▸ QUESTIONS TO ANSWER:
A - From the article on the Packers' defense, list every opposing team it names.
B - According to the article on the Packers' defense, what was the final score of Sunday's game at Detroit?
C - Pick up the article on the Packers' defense after its last sentence and carry it on.

▸ TEXT EXCERPT:
GREEN BAY – The push for a steady, reliable level of play continues for the Packers' defense.
Sunday's 31-24 victory at Detroit was another mixed bag of results, a hodge-podge of good and bad that makes it hard to gauge just where the unit is now that the stretch run is underway.
Against the Lions, the ups and downs continued.
On the one hand, the defense produced four sacks in the first half, had a third straight solid outing against the run, got a three-and-out to start the second half that Head Coach Matt LaFleur called "absolutely critical" in helping the Packers take a two-score lead, and held up in the red zone to force a late field goal after the kickoff coverage unit allowed a long return.
On the other, Green Bay gave up points on the opponent's first possession for the fourth time in five games, got burned by multiple screen passes on a second-quarter TD drive, and surrendered four automatic first downs via penalty on a fourth-quarter TD drive that kept the Lions in the game. The Packers handed them five first downs via penalty in all and also had 12 men on the field twice, burning a timeout to save one flag.
"Definitely, the penalties were a concern," LaFleur said Monday. "You can't do those kind of things, especially on third downs, when you have an opportunity to get the ball back.
"It's just the consistency from our defense."
That's been the yearlong story as the NFC North champs look to figure out what they can hang their hat on to complement the league's highest-scoring offense.
The run defense will probably get the biggest test that next two games in prime time, as Carolina is hoping to get star Christian McCaffrey back from injury and Tennessee will bring league-leading rusher Derrick Henry to Lambeau Field.
Green Bay's run defense may have turned a corner of late. Since a rough outing at Indianapolis a month ago, the Packers have allowed only one big run, a 57-yarder to Chicago's David Montgomery on the Bears' first running play in Week 12.
Since that play over the last three games, opposing running backs have produced just 169 rushing yards on 43 carries, a 3.9 average. Detroit's backs gained just 45 on 14 attempts (3.2 avg.).
So it's trending in the right direction, but McCaffrey and Henry will make the Packers prove themselves soon enough.
"I thought our guys responded well," LaFleur said, regarding the recent emphasis on being more stout against the run. "Just the ability to swarm has been better. That way if a guy misses a tackle, you've got somebody there to clean it up.

▸ GIVEN ENTRIES:
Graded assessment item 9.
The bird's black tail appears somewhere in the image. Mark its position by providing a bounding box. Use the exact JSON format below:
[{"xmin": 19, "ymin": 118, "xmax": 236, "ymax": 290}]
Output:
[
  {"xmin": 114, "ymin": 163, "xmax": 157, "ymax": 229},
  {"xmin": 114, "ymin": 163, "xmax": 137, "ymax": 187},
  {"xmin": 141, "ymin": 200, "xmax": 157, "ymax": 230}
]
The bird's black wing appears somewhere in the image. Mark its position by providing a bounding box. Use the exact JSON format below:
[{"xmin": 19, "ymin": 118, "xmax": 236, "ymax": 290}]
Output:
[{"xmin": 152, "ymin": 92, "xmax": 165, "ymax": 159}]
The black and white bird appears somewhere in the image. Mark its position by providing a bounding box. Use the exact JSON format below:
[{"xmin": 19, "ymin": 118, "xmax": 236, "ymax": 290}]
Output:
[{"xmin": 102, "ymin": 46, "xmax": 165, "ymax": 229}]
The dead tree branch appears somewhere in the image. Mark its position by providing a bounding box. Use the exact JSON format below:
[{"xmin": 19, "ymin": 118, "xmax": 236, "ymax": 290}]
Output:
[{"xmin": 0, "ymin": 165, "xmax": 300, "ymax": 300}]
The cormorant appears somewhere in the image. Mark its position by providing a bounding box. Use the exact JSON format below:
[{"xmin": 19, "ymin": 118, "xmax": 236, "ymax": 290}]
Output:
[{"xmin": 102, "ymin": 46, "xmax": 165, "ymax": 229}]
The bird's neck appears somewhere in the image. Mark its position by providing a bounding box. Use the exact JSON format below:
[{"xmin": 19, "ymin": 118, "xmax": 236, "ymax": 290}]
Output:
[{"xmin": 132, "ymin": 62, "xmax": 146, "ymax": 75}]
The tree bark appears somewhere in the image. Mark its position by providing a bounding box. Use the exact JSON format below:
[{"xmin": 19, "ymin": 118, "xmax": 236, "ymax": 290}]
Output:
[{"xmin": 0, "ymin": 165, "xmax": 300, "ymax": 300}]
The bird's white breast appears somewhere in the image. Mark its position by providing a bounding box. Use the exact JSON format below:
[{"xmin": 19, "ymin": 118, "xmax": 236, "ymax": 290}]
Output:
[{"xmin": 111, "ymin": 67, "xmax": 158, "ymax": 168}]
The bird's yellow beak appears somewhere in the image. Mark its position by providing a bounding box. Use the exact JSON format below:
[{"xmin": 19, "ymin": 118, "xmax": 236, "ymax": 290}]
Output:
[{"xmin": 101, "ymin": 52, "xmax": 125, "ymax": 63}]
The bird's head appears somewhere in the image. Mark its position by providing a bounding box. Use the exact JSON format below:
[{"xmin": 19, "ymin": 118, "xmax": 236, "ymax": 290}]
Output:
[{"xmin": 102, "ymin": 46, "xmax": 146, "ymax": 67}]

---

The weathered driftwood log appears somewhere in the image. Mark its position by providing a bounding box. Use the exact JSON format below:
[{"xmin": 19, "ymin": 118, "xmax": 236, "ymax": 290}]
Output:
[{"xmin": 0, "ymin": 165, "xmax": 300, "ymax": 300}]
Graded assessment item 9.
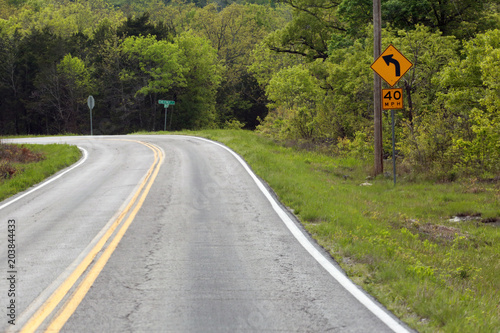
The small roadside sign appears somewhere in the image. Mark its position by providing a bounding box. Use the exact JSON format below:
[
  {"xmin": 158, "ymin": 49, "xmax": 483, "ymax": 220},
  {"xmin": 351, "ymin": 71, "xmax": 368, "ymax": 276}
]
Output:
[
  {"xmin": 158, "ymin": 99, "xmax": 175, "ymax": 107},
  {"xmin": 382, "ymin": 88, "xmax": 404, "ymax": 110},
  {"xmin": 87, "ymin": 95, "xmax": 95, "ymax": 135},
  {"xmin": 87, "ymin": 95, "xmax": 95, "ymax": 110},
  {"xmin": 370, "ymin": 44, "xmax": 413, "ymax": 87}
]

==

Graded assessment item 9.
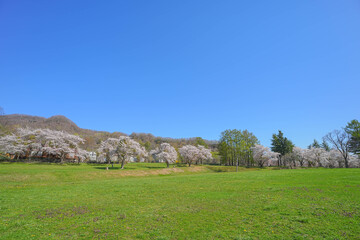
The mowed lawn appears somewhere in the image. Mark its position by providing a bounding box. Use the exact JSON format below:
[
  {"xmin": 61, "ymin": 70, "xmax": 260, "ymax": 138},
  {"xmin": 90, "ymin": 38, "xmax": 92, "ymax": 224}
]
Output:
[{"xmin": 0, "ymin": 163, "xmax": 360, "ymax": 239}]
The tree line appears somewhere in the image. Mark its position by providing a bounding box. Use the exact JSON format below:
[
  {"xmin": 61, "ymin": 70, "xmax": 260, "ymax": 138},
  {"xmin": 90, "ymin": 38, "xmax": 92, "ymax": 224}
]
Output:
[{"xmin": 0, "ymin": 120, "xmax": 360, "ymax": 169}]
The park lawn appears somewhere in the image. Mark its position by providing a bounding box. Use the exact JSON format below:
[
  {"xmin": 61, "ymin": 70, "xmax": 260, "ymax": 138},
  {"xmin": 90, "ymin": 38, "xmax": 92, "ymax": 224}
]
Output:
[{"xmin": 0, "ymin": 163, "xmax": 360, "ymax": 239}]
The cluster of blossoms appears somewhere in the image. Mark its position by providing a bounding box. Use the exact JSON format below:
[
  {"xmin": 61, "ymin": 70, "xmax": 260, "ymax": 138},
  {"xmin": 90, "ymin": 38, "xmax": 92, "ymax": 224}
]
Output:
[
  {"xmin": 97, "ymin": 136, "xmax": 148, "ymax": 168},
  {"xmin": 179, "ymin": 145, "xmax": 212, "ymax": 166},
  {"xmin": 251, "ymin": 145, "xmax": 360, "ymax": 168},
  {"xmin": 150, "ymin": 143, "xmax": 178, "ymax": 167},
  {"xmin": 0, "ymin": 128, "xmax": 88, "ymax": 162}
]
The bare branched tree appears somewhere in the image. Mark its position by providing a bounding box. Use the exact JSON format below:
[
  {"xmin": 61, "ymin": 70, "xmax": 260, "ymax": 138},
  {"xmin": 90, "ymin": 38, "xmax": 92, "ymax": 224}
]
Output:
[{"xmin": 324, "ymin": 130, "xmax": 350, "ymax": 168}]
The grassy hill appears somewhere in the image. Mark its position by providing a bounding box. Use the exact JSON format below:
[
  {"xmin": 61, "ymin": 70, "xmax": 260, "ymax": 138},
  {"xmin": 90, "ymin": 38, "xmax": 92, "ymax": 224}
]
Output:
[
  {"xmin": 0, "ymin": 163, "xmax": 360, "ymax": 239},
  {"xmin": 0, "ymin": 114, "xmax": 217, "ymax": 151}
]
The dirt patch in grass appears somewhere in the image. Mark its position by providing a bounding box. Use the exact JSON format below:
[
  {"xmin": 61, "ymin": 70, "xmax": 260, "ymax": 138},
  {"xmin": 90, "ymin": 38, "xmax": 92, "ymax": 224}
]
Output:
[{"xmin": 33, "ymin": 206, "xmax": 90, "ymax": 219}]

▸ OUTPUTS FOR THE TASKS:
A - Detroit Lions, Indianapolis, Chicago Bears, Carolina, Tennessee

B - The Packers won 31-24.

C -
"It's never going to be perfect. There's always going to be things to correct, and the biggest thing we have to do is make sure we're hard on ourselves, we're critical, and we're looking at everything that we can do to get better."
The negative trend of late is the opening drives. Until Sunday in Detroit, the points allowed out of the gate in recent games had all been field goals, but the Lions went 75 yards for a touchdown and only had to convert two third downs to do it.
The third snap of the game was a third-and-9, and the Packers' four-man rush didn't come close to bothering Lions QB Matthew Stafford, who sat back and waited for a receiver to break open. From there, Detroit's early script of plays encountered little resistance, leaving the Packers to wonder how to avoid getting schemed up early in games.
"Yeah, nobody wants that. It's frustrating," LaFleur said. "Every game plan is going to have a different strategy going into it, and certainly we've got to be better. We all recognize that and we know that. Bottom line is when you have them in third-and-9 on the first third down of the game, those are winnable downs for our defense and we've got to come through in those situations."
Having 12 men on the field is a communication issue amongst coaches and players that shouldn't be occurring at this stage, but it seems to result when players substitute in packages for injured players.
While that must get smoothed out, the good news in that regard is the Packers are getting more snaps from a couple of young defenders who could help down the stretch.
With safety Raven Greene on injured reserve and nickel cornerback Chandon Sullivan leaving the Lions game with a hip injury, rookie safety Vernon Scott took game reps at both deep safety and hybrid linebacker and held up well.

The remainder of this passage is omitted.